# START OF Input material

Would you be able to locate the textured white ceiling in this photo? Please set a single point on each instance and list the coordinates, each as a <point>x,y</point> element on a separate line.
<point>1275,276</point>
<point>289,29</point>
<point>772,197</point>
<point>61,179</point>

# END OF Input material

■ **Task prompt**
Output every line of the records above as a numbered list, omitting any blank lines.

■ **Problem solution**
1. Would you be able to locate the textured white ceiling in this photo? Please set a single point on each instance and list the coordinates, each as a <point>x,y</point> element on a separate line.
2. <point>1275,276</point>
3. <point>289,29</point>
4. <point>772,197</point>
5. <point>61,179</point>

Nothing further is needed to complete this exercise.